| Input records |
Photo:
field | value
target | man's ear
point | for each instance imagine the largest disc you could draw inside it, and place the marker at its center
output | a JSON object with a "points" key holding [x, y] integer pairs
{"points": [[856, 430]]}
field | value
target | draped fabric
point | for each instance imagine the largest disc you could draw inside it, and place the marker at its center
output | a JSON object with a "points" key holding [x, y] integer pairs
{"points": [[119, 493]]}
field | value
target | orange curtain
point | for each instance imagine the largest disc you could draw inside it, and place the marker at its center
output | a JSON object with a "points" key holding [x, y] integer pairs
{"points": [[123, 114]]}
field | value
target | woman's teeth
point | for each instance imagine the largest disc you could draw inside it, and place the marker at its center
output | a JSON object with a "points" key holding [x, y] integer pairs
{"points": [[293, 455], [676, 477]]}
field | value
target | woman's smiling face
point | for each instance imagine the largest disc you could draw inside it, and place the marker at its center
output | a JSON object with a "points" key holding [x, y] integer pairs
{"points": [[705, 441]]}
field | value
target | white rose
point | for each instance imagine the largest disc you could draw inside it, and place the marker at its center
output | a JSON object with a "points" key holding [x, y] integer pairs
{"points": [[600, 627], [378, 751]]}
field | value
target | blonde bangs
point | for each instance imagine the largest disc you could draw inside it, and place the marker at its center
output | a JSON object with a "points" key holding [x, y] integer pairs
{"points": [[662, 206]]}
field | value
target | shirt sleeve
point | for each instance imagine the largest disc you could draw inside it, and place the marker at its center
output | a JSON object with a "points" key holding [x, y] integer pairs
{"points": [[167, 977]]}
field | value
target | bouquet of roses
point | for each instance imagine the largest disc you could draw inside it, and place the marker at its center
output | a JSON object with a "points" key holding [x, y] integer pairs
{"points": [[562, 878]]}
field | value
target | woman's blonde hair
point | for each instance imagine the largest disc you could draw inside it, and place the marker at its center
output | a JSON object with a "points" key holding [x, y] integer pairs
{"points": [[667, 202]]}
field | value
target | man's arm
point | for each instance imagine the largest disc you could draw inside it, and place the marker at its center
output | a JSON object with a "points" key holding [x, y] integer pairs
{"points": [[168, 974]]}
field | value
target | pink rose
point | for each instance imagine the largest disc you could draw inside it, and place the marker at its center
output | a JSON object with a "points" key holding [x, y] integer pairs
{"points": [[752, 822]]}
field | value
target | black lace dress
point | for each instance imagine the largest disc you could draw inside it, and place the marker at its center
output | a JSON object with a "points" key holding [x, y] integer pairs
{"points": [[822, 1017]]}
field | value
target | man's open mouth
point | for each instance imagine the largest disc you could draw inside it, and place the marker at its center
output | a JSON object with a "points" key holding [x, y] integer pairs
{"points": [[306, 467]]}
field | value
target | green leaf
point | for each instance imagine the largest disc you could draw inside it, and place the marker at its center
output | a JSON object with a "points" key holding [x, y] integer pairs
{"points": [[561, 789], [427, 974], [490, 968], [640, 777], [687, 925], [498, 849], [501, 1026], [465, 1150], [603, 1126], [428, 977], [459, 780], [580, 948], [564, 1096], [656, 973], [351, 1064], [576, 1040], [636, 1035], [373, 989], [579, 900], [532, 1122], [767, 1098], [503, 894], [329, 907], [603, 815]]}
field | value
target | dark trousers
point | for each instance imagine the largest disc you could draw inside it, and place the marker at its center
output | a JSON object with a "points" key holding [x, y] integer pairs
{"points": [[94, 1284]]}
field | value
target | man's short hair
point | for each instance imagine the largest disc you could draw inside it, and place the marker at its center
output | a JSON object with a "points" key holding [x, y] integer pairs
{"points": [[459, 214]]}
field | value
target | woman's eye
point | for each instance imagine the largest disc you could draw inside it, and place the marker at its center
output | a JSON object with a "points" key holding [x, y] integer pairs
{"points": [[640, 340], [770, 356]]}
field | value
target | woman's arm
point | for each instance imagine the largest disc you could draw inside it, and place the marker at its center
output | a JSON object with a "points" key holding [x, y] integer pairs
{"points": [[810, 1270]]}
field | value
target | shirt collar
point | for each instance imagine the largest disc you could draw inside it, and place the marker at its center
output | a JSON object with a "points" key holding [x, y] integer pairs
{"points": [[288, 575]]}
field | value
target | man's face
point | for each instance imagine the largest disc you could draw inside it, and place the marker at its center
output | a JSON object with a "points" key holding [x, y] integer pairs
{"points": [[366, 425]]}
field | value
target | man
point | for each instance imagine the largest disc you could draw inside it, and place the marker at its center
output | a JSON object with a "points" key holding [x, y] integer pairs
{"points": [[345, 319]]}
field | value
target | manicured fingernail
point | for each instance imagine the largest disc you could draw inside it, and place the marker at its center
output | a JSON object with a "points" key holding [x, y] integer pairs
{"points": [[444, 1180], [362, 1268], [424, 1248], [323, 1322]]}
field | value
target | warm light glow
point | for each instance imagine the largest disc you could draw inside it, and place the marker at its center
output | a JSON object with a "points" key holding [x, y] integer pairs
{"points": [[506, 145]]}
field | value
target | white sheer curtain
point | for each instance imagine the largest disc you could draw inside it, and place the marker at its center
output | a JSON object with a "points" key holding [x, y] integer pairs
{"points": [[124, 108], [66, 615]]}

| The task |
All of the entries need to be reproduced exactly; please write them out.

| Solution to the problem |
Photo:
field | value
target | man's ear
point | for each instance imagine the largest disc you could draw inside it, and place the marker at its center
output | a JSON object with a "points" key holding [x, y] integer pairs
{"points": [[856, 430]]}
field | value
target | draped fabric
point | for each instance imagine the largest disc you could draw inside it, and place the marker at its center
output | a JSON object with a "points" key holding [x, y] integer pairs
{"points": [[119, 493]]}
field | value
target | orange curtain
point | for each instance imagine the largest disc you could draw inside it, and place the marker at its center
output | a JSON object with a "points" key holding [x, y] integer pairs
{"points": [[123, 114]]}
field | value
target | woman's teeth
point | for each instance imagine the largest disc you could draw inside it, and place the marker at its center
output | a JSON object with a "points" key holding [x, y] integer pairs
{"points": [[293, 455], [676, 477]]}
field | value
target | woman's smiling face
point | for each instance imagine the largest disc you could draw inside it, and place the marker at its center
output | a JSON object with a "points" key holding [x, y] integer pairs
{"points": [[705, 441]]}
field | value
target | white rose
point | for each instance imagine the largest disc you could draw inside it, and place the marker at its center
output | a JSON object with a "points" key holding [x, y] integer pairs
{"points": [[600, 627], [378, 751]]}
field | value
target | blonde bangs
point | for each instance imagine the largest disc you could draw inside it, and place the marker at its center
output | a JSON object with a "points" key holding [x, y] integer pairs
{"points": [[662, 206]]}
field | value
target | shirt sleeve
point | for each instance imagine the largest disc you could draw inside it, and place the marker at its center
output | a JSON object with a "points" key holding [x, y] integer pairs
{"points": [[167, 977]]}
field | value
target | bouquet of roses
point | for each instance imagine the largest disc you could draw inside it, and place the marker at its center
output | a JSON object with a "points" key holding [x, y] integer pairs
{"points": [[562, 878]]}
field | value
target | woman's blonde hair
point | for each instance imagine the largest disc you could draw inside it, and place the marker at its center
output | a JSON object with a "points" key holding [x, y] integer pairs
{"points": [[667, 202]]}
field | value
target | man's arm
point | for each instance imagine the largest disc you could draw inside it, and place the marker at its center
output | a JSON object with a "points" key holding [x, y] integer pairs
{"points": [[168, 974]]}
field | value
target | pink rose
point | for each instance imagine the largest disc you could draw inside it, and place the marker at its center
output | a JSON object with a "points" key holding [x, y] integer pairs
{"points": [[752, 822]]}
field | value
target | black lace dress
point | for each instance imagine the largest disc you could draw inside it, and place the marker at its center
output | a JSON object with a "points" key holding [x, y] integer pairs
{"points": [[822, 1017]]}
field | value
target | man's open mouth
point | for each instance imagine the largest disc you could draw inside it, and place the marker at its center
output | a JSON object with a "points" key holding [x, y] integer pairs
{"points": [[306, 467]]}
field | value
target | green leaf
point | for each instance imagine the largest disc you could draw inside it, and place the marker at its center
output | a JSON object with a "points" key holding [x, y] integer pairs
{"points": [[561, 789], [427, 974], [490, 968], [640, 777], [687, 925], [498, 849], [501, 1026], [465, 1150], [603, 1126], [428, 977], [459, 780], [580, 948], [564, 1096], [656, 973], [351, 1064], [576, 1040], [636, 1035], [373, 989], [579, 900], [532, 1122], [767, 1098], [503, 894], [329, 907], [603, 815]]}
field | value
target | dark trousers
point | for each instance imagine the largest disc you could draw inside it, and place the marker at its center
output | a JSON object with a "points" key holding [x, y] integer pairs
{"points": [[94, 1284]]}
field | value
target | man's short hair
point | for each instance imagine the largest disc you could draw inside it, and place the marker at its center
output | a JSON object with a "points" key holding [x, y] integer pairs
{"points": [[459, 214]]}
field | value
target | woman's eye
point | for each instance imagine the largest disc you could draw inside it, and place the marker at its center
output | a JSON object with a "points" key holding [x, y] integer pairs
{"points": [[640, 340], [770, 356]]}
field | value
target | woman's arm
point | for each instance imagine the largest disc you could draw inside it, and place the marker at its center
output | a JSON object with a "points" key holding [x, y] integer pairs
{"points": [[810, 1270]]}
field | value
target | shirt collar
point | for each instance imagine the largest disc you could draw inside it, and place the marker at its center
output | a JSON object with a "points" key holding [x, y] integer pairs
{"points": [[288, 575]]}
field | value
target | man's face
point | for each instance imagine the largest disc you could draw inside it, and place the marker at its center
output | a JSON object with a "points" key holding [x, y] integer pairs
{"points": [[366, 425]]}
field | value
target | man
point | for each instance imagine the largest disc you could draw inside it, and place the marker at its center
output | a JSON object with a "points" key holding [x, y] integer pairs
{"points": [[345, 319]]}
field | value
target | manicured fingernail
point | for each instance imagine the largest disc you could draw inside it, and place the marker at its center
output | a JSON object with a "points" key holding [x, y] integer pairs
{"points": [[444, 1180], [362, 1268], [424, 1248], [323, 1322]]}
field | value
target | warm light glow
point | for each instance imagine the largest disc you could draw inside it, and place the marker at its center
output | a JSON object with a "points" key holding [x, y] integer pairs
{"points": [[506, 145]]}
field | value
target | white sheer curtain
point | for each instance imagine the largest disc you could draw inside it, and place the marker at its center
output | a JSON object with a "points" key holding [x, y] integer pairs
{"points": [[124, 108], [66, 615]]}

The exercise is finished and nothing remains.